#### Records to use

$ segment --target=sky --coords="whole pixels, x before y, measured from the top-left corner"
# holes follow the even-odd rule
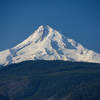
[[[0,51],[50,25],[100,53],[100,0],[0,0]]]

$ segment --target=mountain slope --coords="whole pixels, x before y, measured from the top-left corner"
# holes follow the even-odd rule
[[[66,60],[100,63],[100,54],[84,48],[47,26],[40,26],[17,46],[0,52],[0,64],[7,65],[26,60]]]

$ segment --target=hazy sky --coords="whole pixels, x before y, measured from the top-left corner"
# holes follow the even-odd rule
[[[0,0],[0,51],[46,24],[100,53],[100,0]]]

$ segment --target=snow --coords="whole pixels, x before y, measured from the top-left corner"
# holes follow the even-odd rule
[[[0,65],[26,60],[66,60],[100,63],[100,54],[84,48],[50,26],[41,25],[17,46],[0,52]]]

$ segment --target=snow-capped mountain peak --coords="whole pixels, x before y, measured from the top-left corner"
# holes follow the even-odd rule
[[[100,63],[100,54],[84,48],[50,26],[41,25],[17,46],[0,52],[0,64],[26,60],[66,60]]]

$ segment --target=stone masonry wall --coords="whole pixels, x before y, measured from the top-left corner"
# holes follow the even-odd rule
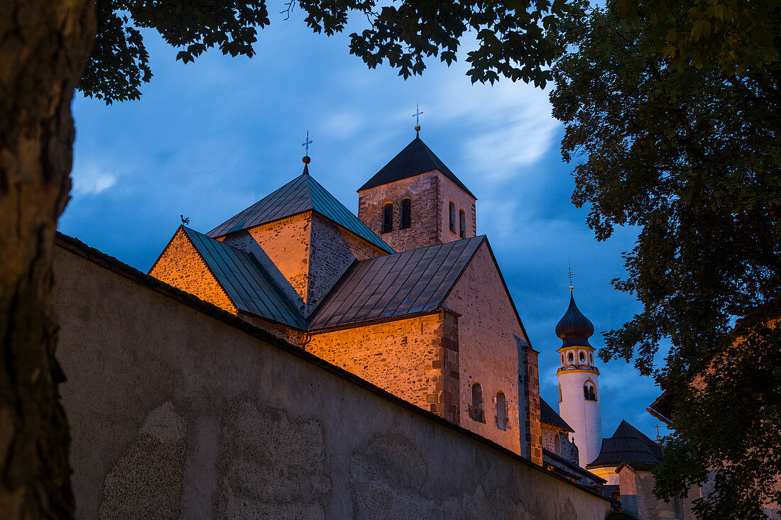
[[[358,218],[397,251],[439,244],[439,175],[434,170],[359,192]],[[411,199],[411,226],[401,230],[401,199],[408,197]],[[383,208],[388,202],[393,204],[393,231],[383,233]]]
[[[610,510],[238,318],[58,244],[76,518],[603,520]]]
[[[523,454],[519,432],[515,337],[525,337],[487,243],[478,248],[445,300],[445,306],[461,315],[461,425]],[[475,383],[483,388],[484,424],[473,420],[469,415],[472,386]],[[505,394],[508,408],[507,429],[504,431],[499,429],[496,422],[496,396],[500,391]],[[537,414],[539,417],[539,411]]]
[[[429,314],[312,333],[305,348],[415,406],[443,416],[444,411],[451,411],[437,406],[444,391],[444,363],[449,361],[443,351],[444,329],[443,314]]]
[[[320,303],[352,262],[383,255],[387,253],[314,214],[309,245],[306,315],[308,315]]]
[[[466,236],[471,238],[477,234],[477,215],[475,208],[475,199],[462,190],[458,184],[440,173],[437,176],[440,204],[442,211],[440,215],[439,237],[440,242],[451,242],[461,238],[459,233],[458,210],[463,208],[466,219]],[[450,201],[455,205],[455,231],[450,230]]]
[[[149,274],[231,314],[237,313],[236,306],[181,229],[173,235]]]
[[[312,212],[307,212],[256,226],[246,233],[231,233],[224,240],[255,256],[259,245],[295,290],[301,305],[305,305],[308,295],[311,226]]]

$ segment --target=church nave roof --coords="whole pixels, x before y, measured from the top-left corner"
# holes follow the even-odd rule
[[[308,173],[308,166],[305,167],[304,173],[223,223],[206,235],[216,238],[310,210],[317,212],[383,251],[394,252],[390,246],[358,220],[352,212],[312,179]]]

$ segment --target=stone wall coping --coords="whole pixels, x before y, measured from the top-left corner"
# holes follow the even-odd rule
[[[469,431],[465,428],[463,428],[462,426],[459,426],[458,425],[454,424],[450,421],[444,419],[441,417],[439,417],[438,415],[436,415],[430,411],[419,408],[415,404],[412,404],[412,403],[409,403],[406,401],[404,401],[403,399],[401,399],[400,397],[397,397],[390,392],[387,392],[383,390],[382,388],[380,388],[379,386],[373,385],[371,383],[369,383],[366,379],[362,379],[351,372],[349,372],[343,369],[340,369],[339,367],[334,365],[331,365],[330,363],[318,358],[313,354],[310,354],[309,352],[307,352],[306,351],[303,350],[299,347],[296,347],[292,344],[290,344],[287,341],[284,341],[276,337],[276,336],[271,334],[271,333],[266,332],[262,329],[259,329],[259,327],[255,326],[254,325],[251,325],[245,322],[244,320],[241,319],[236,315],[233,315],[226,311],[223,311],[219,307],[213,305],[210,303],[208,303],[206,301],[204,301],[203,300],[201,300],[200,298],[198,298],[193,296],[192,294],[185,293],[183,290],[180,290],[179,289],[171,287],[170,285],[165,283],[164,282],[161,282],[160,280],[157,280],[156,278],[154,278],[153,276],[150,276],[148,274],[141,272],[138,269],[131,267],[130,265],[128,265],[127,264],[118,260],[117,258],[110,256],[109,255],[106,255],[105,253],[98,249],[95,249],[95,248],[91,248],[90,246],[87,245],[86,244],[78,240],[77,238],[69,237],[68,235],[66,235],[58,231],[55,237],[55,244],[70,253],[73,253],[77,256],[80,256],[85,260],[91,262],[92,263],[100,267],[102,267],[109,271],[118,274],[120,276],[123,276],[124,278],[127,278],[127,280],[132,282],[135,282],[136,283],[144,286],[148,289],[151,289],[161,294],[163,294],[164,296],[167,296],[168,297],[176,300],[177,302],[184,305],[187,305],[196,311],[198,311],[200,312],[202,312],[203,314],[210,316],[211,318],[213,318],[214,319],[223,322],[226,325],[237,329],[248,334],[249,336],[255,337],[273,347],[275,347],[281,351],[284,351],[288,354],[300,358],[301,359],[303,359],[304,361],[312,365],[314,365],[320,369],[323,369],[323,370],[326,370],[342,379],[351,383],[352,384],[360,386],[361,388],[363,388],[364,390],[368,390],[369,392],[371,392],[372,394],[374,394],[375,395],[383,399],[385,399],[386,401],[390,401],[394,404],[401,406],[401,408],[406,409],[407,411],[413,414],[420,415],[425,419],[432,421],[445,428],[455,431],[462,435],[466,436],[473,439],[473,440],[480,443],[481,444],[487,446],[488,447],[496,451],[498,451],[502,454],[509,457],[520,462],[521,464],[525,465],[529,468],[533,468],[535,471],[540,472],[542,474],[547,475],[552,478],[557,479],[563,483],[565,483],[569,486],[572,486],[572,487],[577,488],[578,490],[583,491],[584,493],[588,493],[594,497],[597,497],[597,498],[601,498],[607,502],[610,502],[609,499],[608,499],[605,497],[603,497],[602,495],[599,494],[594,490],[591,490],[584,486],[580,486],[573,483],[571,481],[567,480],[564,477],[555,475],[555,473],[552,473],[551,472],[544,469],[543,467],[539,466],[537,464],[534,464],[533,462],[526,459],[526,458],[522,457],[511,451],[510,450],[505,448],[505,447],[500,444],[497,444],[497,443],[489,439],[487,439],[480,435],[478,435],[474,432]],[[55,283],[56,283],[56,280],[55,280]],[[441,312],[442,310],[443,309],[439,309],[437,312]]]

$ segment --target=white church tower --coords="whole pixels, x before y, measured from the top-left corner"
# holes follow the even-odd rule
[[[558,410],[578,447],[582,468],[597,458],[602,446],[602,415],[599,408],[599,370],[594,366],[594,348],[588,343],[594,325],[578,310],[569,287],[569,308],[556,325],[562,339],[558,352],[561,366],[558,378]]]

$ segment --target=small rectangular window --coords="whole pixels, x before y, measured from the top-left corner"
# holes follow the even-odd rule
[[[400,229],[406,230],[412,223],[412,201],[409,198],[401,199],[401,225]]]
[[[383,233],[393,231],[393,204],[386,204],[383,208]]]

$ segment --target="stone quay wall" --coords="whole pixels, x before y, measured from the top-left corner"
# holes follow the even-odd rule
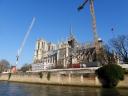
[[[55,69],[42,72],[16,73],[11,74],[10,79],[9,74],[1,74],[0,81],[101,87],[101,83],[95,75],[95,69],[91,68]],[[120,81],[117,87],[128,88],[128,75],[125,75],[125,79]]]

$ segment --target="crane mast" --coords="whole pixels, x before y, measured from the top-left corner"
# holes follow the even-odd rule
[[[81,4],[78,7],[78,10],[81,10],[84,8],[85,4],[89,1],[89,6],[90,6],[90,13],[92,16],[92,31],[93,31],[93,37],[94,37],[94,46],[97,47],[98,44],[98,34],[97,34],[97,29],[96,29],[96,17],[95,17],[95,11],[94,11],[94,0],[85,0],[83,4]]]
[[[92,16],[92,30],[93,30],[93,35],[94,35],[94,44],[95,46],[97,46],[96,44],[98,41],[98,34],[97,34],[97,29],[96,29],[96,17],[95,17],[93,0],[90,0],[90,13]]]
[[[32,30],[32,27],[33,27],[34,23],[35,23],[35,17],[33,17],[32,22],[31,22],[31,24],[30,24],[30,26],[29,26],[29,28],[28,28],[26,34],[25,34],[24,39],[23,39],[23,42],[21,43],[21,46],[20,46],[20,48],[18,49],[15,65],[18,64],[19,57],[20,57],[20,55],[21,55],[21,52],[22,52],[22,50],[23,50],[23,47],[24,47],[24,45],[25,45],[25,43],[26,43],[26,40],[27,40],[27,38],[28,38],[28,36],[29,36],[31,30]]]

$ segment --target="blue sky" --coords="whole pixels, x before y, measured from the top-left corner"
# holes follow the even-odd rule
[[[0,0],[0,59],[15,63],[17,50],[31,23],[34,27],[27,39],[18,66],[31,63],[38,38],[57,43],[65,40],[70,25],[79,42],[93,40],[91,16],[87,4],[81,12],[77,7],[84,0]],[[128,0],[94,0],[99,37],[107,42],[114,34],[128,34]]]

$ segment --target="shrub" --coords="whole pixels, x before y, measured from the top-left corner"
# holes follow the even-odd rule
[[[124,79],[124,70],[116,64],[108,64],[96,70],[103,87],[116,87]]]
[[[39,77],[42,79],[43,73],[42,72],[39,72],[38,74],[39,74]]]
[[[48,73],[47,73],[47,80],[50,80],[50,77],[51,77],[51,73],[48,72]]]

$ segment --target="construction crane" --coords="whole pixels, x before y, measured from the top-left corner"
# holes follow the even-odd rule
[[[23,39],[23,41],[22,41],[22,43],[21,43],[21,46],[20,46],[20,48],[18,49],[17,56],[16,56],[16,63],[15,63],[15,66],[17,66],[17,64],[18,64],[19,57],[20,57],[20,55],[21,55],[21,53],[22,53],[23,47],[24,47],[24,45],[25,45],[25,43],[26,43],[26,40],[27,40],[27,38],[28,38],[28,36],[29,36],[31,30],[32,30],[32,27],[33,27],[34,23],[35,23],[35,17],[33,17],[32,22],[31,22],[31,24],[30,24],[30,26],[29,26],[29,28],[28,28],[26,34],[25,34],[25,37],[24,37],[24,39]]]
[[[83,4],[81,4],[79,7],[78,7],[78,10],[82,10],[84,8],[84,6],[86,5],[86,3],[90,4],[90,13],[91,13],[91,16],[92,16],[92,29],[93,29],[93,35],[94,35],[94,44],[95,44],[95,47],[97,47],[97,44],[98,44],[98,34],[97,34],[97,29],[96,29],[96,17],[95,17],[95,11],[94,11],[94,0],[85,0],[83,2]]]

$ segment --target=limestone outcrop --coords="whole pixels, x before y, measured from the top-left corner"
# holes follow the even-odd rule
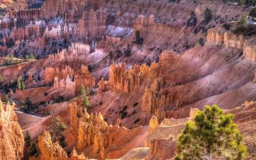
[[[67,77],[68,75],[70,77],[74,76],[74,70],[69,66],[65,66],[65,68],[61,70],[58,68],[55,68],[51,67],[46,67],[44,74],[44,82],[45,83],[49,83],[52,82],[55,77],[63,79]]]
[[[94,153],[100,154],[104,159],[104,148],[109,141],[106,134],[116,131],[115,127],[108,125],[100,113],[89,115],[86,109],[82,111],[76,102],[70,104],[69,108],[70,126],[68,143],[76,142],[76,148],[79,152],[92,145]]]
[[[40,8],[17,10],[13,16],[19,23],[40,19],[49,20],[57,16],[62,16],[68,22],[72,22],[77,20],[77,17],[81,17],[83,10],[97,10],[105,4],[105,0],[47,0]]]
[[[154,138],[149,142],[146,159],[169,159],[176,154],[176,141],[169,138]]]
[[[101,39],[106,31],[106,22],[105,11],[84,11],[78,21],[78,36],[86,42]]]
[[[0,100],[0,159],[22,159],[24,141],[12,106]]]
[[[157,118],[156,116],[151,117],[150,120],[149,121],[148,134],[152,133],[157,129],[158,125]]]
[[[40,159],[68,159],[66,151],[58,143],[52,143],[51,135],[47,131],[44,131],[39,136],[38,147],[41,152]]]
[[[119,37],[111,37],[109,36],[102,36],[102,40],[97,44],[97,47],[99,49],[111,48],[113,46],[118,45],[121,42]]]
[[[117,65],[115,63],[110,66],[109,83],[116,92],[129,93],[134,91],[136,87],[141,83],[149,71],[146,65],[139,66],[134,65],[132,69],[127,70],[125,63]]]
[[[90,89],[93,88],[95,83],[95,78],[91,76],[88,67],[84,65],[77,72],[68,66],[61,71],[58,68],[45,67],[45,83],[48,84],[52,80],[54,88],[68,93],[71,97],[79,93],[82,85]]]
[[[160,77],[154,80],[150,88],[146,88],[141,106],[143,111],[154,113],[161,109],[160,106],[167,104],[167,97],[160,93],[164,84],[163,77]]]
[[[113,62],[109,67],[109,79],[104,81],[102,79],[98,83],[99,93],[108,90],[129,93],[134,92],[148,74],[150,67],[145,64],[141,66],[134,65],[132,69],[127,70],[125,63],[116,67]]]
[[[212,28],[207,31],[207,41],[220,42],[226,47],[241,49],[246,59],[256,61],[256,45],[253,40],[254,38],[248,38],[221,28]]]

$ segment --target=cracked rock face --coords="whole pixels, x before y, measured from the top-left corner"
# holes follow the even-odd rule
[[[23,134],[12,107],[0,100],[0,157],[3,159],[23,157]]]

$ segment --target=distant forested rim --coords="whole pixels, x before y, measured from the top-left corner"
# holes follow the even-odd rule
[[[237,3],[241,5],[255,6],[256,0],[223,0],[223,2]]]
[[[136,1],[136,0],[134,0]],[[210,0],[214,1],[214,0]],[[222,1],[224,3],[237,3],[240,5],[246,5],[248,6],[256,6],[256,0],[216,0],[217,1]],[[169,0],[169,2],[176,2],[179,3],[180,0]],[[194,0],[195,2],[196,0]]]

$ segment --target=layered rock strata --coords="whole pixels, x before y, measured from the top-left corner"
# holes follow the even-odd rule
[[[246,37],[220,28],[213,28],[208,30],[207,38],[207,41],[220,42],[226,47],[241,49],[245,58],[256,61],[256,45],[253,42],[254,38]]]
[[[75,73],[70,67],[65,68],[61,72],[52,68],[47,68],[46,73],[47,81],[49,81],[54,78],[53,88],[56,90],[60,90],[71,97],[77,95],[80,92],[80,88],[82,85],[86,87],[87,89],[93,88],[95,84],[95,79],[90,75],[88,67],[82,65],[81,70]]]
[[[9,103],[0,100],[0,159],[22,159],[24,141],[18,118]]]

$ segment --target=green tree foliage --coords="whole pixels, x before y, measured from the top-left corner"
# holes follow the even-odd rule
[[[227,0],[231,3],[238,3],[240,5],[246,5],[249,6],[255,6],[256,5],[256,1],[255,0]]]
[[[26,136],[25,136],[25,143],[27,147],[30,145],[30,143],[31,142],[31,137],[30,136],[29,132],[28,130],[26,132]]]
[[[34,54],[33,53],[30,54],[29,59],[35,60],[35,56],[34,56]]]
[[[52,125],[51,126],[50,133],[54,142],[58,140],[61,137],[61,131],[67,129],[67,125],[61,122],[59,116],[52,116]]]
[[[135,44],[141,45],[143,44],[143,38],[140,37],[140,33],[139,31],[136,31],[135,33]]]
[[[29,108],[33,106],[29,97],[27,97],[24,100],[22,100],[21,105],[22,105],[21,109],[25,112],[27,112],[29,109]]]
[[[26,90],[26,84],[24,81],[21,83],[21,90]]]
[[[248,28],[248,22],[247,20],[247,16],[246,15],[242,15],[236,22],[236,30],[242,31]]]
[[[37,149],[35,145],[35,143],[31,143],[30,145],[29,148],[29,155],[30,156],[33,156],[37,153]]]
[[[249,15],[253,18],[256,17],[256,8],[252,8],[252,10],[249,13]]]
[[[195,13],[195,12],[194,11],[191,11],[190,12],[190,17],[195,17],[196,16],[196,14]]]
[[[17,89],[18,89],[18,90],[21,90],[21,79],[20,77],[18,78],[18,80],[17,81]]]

#### Your instructions
Reproduce the entries word for word, starting at the very first line and stopping after the line that contains "[[[0,0],[0,51],[46,24],[100,53],[100,0]]]". Leave the pictures out of your copy.

#### Exercise result
$ segment --target=sky --coords="whole pixels, x before y, measured from the top-left corner"
# holes follow the even-odd rule
[[[0,51],[50,25],[100,53],[100,0],[0,0]]]

$ segment --target=mountain slope --coords="whole pixels, x before y, measured from the top-left corner"
# holes follow the even-odd rule
[[[66,60],[100,63],[100,54],[84,48],[47,26],[40,26],[17,46],[0,52],[0,64],[7,65],[26,60]]]

$ segment --target=hazy sky --coords="whole pixels, x before y, measured from the top-left corner"
# holes follow the even-odd rule
[[[0,0],[0,51],[46,24],[100,53],[100,0]]]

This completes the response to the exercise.